▶ **MATERIAL FOR THIS EXERCISE**:
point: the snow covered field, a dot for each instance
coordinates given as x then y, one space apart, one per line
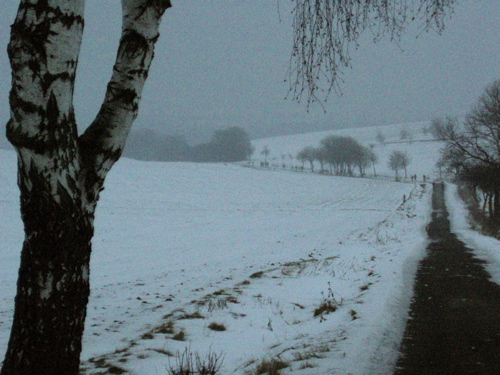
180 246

==

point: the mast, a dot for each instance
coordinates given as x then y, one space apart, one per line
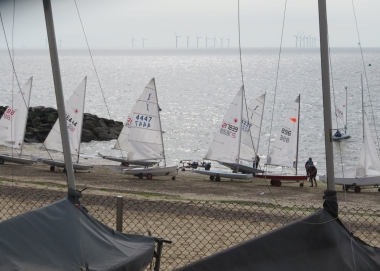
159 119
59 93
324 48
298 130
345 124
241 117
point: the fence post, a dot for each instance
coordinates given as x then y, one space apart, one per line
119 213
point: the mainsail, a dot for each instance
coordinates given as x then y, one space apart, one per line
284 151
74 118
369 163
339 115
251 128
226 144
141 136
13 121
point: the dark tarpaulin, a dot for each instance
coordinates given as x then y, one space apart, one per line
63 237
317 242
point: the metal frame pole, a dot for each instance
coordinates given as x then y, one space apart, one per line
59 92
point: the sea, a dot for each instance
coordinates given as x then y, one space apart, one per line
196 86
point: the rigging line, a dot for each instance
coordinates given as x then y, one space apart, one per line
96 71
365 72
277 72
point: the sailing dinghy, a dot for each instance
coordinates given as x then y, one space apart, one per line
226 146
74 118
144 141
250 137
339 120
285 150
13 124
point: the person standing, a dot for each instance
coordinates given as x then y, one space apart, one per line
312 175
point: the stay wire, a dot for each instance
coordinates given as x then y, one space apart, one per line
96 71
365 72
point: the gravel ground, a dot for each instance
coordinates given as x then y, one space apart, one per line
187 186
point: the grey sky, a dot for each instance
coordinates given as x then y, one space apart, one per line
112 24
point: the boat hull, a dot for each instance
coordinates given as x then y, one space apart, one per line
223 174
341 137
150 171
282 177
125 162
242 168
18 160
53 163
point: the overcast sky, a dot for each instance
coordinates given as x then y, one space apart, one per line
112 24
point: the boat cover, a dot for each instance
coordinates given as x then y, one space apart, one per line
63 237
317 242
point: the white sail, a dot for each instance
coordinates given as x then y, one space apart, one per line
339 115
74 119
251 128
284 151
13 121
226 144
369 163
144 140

▶ **TASK DESCRIPTION**: Locate every line in the rows above that contains the word "boat", and copy each of those lines in full. Matching is case-sensitive.

▶ **FINISHED TASK**:
point: the boat hull, a dot for each instance
point: the boat cover, a dot for each instance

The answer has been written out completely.